*** Supplied data

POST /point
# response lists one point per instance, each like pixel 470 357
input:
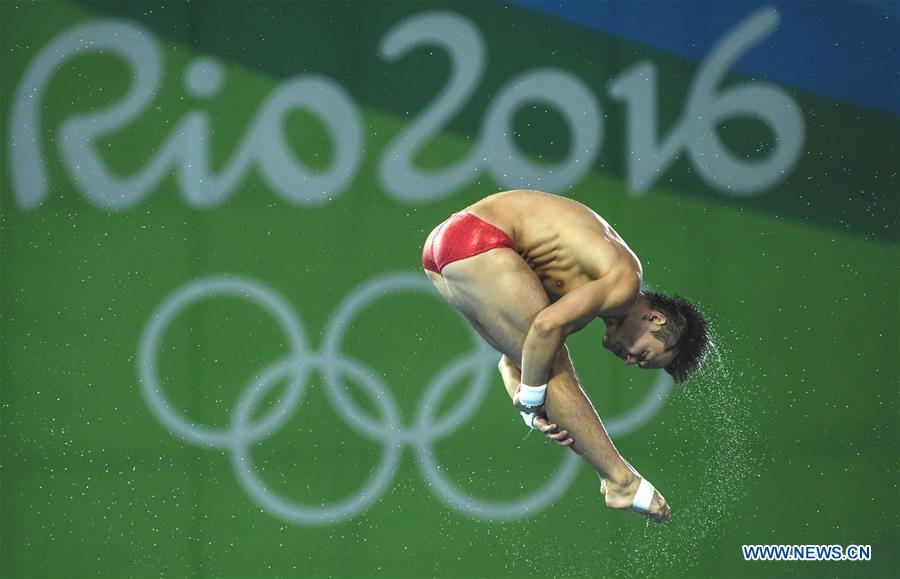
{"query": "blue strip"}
pixel 846 51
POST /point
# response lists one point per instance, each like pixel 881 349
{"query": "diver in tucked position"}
pixel 527 269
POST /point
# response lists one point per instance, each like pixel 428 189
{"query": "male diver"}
pixel 527 269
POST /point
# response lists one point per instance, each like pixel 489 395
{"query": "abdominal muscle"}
pixel 565 243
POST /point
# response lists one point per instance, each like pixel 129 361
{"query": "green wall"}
pixel 314 408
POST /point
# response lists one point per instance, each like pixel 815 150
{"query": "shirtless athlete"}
pixel 527 269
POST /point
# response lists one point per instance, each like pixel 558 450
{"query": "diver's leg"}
pixel 502 292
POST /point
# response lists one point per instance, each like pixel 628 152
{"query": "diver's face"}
pixel 632 341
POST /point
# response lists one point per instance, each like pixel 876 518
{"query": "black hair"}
pixel 685 330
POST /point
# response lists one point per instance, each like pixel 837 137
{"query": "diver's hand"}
pixel 622 497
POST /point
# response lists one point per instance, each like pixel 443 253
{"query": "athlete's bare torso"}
pixel 566 243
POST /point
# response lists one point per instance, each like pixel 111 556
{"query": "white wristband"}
pixel 532 396
pixel 528 417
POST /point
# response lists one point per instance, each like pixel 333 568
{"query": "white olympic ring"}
pixel 297 365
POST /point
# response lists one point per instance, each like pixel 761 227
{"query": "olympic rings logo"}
pixel 242 432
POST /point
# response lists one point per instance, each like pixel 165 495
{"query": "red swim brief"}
pixel 462 235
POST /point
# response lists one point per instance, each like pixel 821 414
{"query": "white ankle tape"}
pixel 644 497
pixel 532 396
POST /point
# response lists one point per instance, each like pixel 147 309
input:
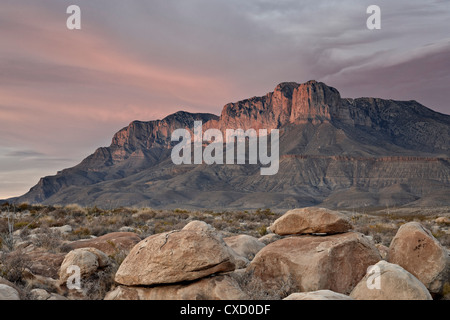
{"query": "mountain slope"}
pixel 334 152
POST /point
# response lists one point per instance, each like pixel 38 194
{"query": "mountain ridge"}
pixel 329 144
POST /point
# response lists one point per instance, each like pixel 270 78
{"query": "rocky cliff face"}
pixel 335 151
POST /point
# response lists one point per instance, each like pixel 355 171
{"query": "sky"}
pixel 64 93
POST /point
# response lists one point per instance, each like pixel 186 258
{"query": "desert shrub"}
pixel 12 266
pixel 47 239
pixel 258 290
pixel 81 232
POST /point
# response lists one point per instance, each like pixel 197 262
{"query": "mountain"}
pixel 334 152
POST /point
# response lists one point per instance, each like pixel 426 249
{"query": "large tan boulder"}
pixel 222 287
pixel 111 243
pixel 311 220
pixel 89 260
pixel 244 245
pixel 388 281
pixel 318 295
pixel 175 256
pixel 416 250
pixel 311 263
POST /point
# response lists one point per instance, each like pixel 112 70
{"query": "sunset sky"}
pixel 63 93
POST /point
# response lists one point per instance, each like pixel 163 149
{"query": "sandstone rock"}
pixel 199 226
pixel 8 293
pixel 269 238
pixel 416 250
pixel 66 229
pixel 55 296
pixel 395 283
pixel 311 220
pixel 383 250
pixel 221 287
pixel 180 255
pixel 39 294
pixel 244 245
pixel 442 220
pixel 111 243
pixel 87 259
pixel 318 295
pixel 311 263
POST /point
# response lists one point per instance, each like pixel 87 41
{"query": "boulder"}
pixel 8 293
pixel 311 263
pixel 244 245
pixel 394 283
pixel 318 295
pixel 311 220
pixel 39 294
pixel 416 250
pixel 384 251
pixel 111 243
pixel 222 287
pixel 269 238
pixel 181 255
pixel 89 260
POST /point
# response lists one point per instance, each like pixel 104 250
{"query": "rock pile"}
pixel 304 262
pixel 178 265
pixel 313 255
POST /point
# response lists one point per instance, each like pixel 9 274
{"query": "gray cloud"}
pixel 63 94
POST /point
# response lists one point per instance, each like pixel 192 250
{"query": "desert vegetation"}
pixel 31 233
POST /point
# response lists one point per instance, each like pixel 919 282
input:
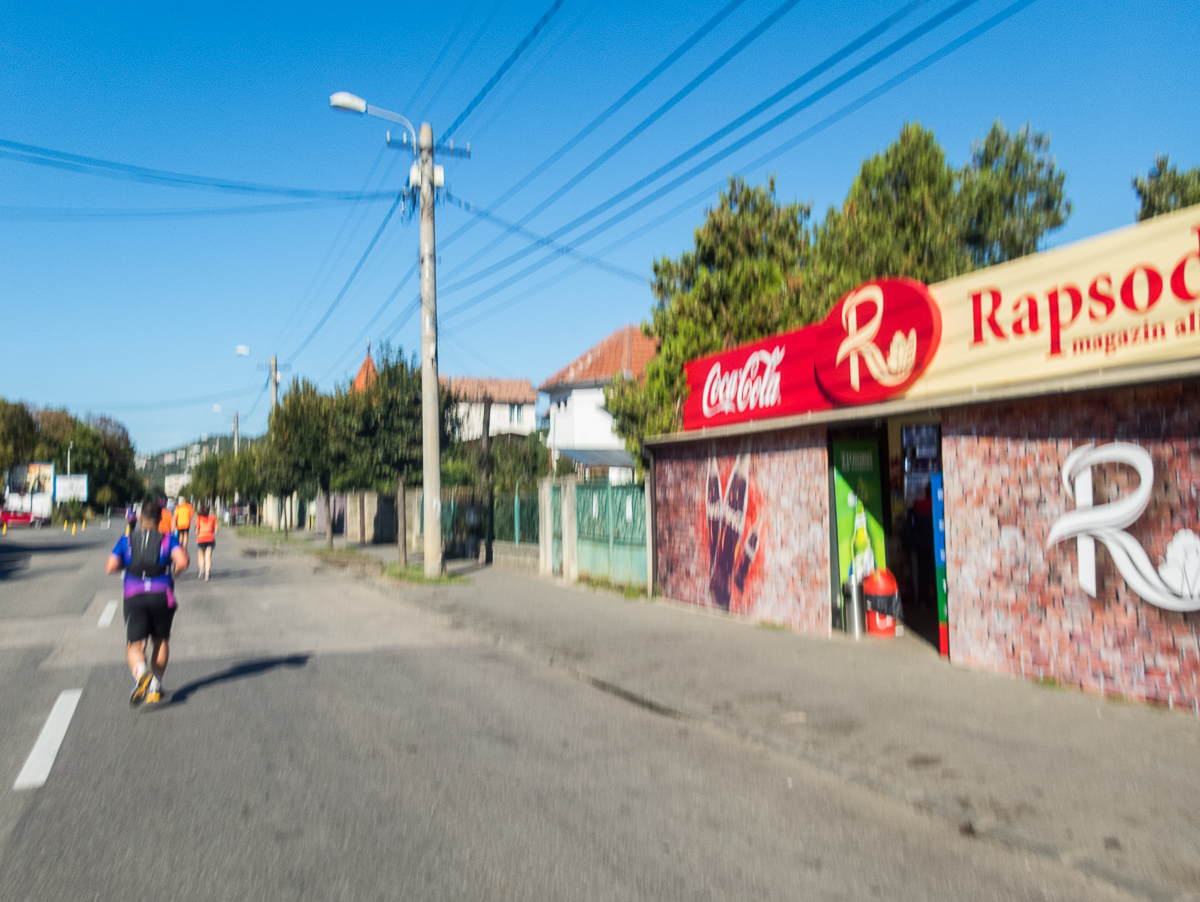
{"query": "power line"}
pixel 504 67
pixel 790 144
pixel 791 88
pixel 373 319
pixel 111 169
pixel 465 54
pixel 442 53
pixel 479 131
pixel 173 402
pixel 100 214
pixel 349 280
pixel 565 250
pixel 562 248
pixel 663 109
pixel 649 77
pixel 307 294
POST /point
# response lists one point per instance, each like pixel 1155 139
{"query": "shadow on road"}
pixel 247 668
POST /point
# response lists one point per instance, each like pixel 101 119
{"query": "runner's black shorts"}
pixel 148 614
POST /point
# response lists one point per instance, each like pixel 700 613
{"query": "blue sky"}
pixel 125 316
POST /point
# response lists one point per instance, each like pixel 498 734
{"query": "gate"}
pixel 611 537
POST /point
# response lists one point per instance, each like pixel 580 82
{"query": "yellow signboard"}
pixel 1123 298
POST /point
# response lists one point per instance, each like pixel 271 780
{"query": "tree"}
pixel 756 269
pixel 1165 188
pixel 303 428
pixel 741 281
pixel 1012 194
pixel 18 434
pixel 903 216
pixel 383 431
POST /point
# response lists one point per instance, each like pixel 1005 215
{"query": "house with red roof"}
pixel 580 427
pixel 514 402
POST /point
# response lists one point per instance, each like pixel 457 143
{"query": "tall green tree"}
pixel 18 433
pixel 303 428
pixel 1165 188
pixel 903 216
pixel 1013 193
pixel 757 269
pixel 741 281
pixel 383 431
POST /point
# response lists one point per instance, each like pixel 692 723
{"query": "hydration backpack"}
pixel 145 548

******

## Exercise requirements
Take the lines above from the one containing "# response lists one point per instance, each like pixel 333" to the one containing "# response lists one point per instance, each like pixel 821" and retype them exactly, both ends included, with nothing added.

## Exercise output
# response lists one point per instance, each like pixel 333 568
{"query": "white olympic ring"}
pixel 297 365
POST /point
# response lists one point per instance, each like pixel 761 227
{"query": "olympic rings logo"}
pixel 242 432
POST /point
# response lists one point per instance, each like pixel 165 495
{"query": "red swim brief"}
pixel 462 235
POST /point
# response lists one point per instance, each like pixel 821 414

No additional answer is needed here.